-- Begin PROVIDED RECORDS --
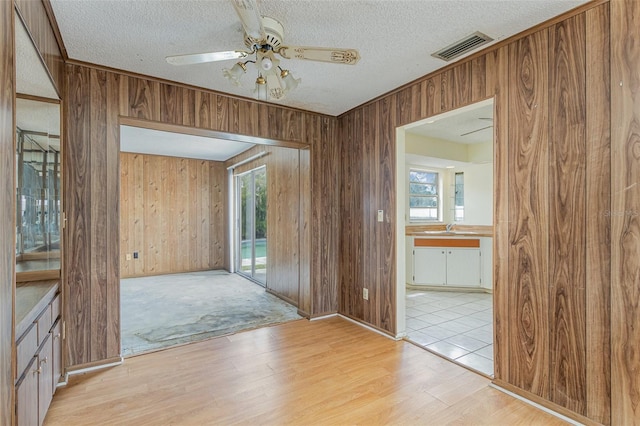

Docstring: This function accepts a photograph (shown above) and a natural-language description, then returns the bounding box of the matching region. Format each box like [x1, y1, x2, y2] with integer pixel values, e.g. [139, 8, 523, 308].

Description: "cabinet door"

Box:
[38, 335, 53, 424]
[413, 248, 447, 285]
[51, 321, 62, 393]
[447, 248, 480, 287]
[16, 357, 40, 426]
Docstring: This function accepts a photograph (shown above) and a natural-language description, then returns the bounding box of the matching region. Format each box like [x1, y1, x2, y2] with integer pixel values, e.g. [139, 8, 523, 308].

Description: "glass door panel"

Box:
[236, 167, 267, 285]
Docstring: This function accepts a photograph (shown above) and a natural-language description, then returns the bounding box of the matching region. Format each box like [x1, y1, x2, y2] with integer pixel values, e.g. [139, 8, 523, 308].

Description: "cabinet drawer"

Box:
[16, 324, 38, 378]
[36, 305, 53, 346]
[51, 294, 60, 322]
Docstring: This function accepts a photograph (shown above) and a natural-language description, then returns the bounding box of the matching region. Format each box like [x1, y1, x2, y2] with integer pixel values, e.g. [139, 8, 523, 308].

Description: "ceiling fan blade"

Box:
[165, 50, 249, 65]
[278, 46, 360, 65]
[231, 0, 266, 42]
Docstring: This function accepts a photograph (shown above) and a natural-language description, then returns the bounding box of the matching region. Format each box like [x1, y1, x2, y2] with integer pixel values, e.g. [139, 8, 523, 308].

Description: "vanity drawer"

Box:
[36, 305, 53, 345]
[51, 294, 60, 322]
[16, 324, 38, 378]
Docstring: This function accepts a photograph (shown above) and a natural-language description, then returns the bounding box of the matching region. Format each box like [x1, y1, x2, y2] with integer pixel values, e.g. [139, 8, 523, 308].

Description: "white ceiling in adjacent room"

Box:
[120, 126, 254, 161]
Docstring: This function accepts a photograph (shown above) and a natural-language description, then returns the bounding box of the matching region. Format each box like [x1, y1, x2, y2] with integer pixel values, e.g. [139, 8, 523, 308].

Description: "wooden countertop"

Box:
[16, 280, 60, 339]
[405, 224, 493, 238]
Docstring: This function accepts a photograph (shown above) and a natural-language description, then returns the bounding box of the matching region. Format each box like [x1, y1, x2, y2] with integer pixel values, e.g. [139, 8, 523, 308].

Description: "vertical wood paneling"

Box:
[450, 61, 472, 109]
[104, 73, 124, 358]
[127, 77, 160, 121]
[0, 2, 15, 425]
[87, 70, 111, 359]
[182, 88, 196, 127]
[585, 4, 611, 425]
[362, 102, 372, 324]
[63, 66, 92, 365]
[421, 74, 442, 118]
[339, 112, 362, 315]
[216, 95, 231, 132]
[305, 116, 341, 315]
[508, 31, 549, 399]
[486, 46, 511, 382]
[195, 91, 212, 129]
[296, 149, 312, 315]
[438, 68, 455, 112]
[119, 152, 226, 277]
[471, 54, 493, 102]
[611, 0, 640, 425]
[239, 101, 260, 135]
[159, 84, 187, 124]
[267, 147, 300, 305]
[209, 162, 229, 268]
[549, 14, 587, 414]
[372, 98, 397, 334]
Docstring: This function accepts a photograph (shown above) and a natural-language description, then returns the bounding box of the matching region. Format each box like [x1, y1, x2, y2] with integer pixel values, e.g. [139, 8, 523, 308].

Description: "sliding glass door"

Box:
[236, 167, 267, 286]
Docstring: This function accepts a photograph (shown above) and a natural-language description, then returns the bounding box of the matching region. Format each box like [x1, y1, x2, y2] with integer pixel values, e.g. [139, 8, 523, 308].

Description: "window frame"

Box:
[406, 166, 443, 223]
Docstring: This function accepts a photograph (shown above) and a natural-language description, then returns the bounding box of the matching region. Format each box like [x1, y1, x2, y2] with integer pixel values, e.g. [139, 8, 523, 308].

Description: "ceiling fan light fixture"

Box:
[222, 62, 247, 86]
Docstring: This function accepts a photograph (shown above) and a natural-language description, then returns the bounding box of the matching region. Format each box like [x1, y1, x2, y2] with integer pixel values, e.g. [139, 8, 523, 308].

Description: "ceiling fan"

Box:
[166, 0, 360, 100]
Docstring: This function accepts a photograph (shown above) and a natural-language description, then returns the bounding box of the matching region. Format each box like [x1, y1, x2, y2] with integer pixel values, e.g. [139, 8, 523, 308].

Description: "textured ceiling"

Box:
[50, 0, 585, 115]
[120, 126, 254, 161]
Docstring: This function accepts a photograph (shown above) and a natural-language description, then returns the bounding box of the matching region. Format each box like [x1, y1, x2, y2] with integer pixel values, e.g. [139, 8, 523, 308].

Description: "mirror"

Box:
[15, 12, 61, 282]
[16, 98, 61, 280]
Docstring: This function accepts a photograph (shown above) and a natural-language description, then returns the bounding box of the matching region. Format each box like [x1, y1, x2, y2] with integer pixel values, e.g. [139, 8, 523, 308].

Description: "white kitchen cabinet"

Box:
[446, 248, 480, 287]
[413, 247, 447, 285]
[411, 239, 482, 287]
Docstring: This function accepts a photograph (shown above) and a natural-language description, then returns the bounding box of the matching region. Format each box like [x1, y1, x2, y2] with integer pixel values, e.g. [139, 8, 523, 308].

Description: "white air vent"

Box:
[431, 31, 493, 61]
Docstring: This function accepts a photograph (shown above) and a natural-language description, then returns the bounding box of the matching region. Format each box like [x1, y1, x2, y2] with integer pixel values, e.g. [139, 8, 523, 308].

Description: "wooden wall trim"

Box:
[0, 1, 16, 425]
[585, 4, 611, 425]
[610, 0, 640, 425]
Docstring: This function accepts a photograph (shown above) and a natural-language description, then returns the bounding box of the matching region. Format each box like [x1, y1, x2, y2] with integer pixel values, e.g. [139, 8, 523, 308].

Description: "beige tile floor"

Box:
[406, 289, 493, 377]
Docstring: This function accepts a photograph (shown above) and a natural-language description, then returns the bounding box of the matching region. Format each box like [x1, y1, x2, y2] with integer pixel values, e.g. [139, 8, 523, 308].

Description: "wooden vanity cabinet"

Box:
[16, 295, 62, 426]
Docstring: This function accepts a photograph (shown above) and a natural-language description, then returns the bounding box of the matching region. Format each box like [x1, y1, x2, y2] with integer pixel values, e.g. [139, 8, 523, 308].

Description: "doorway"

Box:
[396, 99, 493, 376]
[236, 166, 267, 287]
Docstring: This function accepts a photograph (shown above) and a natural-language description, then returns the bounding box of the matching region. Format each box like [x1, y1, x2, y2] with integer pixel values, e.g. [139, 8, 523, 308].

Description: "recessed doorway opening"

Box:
[119, 119, 301, 356]
[396, 99, 494, 377]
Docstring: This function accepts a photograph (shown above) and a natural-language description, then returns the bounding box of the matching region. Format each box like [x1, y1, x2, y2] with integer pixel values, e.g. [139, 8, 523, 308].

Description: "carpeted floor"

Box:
[120, 271, 302, 356]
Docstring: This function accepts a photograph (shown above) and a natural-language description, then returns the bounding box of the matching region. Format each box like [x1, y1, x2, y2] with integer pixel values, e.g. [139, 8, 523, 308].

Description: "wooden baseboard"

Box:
[491, 379, 600, 426]
[265, 287, 298, 308]
[65, 356, 124, 376]
[338, 313, 402, 340]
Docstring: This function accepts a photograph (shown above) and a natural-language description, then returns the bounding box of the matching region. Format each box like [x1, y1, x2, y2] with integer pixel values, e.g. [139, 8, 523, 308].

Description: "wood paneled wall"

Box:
[14, 0, 64, 94]
[0, 1, 15, 425]
[339, 3, 616, 424]
[64, 64, 338, 368]
[226, 145, 311, 308]
[120, 152, 227, 278]
[610, 0, 640, 425]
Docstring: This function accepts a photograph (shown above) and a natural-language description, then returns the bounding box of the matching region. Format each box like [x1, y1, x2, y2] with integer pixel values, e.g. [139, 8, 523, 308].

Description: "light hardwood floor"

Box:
[44, 317, 564, 426]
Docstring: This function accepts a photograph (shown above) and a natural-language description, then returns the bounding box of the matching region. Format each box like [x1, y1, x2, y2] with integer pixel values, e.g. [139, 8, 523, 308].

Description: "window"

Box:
[409, 169, 440, 221]
[453, 172, 464, 222]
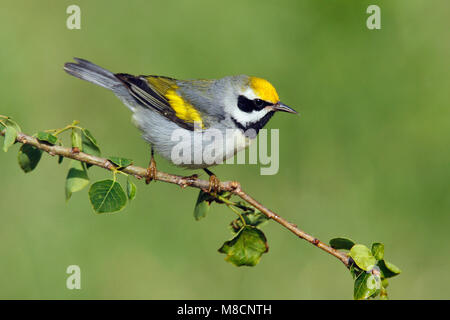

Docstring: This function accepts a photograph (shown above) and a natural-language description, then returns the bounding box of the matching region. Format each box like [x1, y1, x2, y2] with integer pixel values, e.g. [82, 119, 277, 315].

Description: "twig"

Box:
[0, 131, 350, 268]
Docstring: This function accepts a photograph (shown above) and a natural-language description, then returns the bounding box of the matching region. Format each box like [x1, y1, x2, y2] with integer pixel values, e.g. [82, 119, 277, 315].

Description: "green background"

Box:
[0, 0, 450, 299]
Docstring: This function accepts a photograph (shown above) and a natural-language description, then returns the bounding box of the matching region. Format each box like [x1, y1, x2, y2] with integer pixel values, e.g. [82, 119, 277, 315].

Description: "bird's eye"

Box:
[253, 99, 264, 107]
[253, 99, 270, 110]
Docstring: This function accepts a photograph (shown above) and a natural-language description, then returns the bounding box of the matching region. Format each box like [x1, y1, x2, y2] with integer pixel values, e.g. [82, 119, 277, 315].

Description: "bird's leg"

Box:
[145, 146, 156, 184]
[203, 168, 220, 193]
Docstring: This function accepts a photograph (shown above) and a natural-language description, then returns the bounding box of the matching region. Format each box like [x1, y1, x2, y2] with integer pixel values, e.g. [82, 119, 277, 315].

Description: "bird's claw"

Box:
[145, 158, 156, 184]
[208, 174, 220, 193]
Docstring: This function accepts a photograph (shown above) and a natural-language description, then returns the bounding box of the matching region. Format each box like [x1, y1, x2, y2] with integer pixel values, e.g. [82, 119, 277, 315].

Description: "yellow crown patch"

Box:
[250, 77, 280, 103]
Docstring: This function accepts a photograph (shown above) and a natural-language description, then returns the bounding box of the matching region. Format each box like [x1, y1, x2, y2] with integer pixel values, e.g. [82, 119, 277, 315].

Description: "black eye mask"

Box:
[238, 95, 272, 113]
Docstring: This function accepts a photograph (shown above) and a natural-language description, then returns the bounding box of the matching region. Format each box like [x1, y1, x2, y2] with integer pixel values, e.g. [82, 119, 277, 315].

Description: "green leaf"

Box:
[17, 144, 42, 173]
[230, 207, 269, 233]
[89, 179, 127, 213]
[353, 272, 381, 300]
[330, 238, 356, 250]
[219, 226, 269, 267]
[37, 131, 58, 144]
[349, 244, 377, 271]
[71, 128, 83, 151]
[127, 177, 136, 200]
[372, 242, 384, 260]
[66, 160, 89, 200]
[194, 190, 214, 221]
[3, 126, 17, 152]
[6, 118, 22, 132]
[378, 260, 402, 278]
[81, 129, 101, 157]
[108, 157, 133, 168]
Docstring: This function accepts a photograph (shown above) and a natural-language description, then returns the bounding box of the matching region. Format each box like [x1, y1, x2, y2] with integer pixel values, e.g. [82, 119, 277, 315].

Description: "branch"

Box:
[0, 130, 351, 268]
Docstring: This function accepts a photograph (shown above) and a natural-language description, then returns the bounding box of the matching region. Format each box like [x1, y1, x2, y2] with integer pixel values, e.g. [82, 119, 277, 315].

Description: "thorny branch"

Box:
[0, 131, 351, 268]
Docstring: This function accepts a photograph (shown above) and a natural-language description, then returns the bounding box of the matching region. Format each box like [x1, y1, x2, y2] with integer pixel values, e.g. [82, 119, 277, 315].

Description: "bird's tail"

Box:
[64, 58, 123, 91]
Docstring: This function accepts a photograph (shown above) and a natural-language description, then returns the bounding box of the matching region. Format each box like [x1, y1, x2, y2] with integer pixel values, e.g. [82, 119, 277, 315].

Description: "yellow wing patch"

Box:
[165, 86, 203, 128]
[250, 77, 280, 103]
[146, 76, 204, 129]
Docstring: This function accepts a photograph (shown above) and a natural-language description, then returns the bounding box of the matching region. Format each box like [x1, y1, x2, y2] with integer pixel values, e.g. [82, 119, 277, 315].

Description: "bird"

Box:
[64, 58, 297, 191]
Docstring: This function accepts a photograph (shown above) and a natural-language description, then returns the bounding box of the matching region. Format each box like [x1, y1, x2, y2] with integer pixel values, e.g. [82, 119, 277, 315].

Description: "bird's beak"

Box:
[273, 102, 298, 114]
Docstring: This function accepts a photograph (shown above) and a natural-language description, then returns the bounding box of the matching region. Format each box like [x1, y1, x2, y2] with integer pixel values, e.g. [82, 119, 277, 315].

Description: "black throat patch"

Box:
[231, 110, 275, 138]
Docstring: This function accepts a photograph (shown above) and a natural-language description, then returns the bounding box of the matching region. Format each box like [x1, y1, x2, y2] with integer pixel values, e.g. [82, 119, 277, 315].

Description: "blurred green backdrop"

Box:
[0, 0, 450, 299]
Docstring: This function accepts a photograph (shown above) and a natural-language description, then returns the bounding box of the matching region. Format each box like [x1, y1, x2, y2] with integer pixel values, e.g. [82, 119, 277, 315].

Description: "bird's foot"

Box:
[145, 157, 156, 184]
[208, 174, 220, 193]
[203, 168, 220, 193]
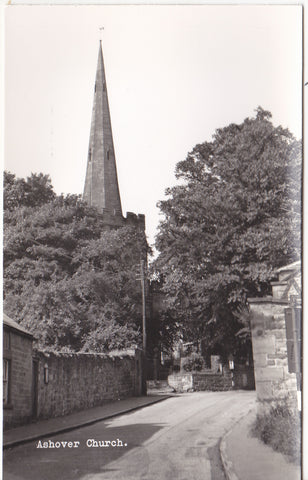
-- End PROVIDED RECORDS --
[PROMPT] Report every line of the entries that contains the string "cabinet", treating case as significant.

[COMPLETE RESPONSE]
Description: "cabinet door"
Description: "cabinet drawer"
Description: "white kitchen cabinet"
Description: "wooden vanity cabinet"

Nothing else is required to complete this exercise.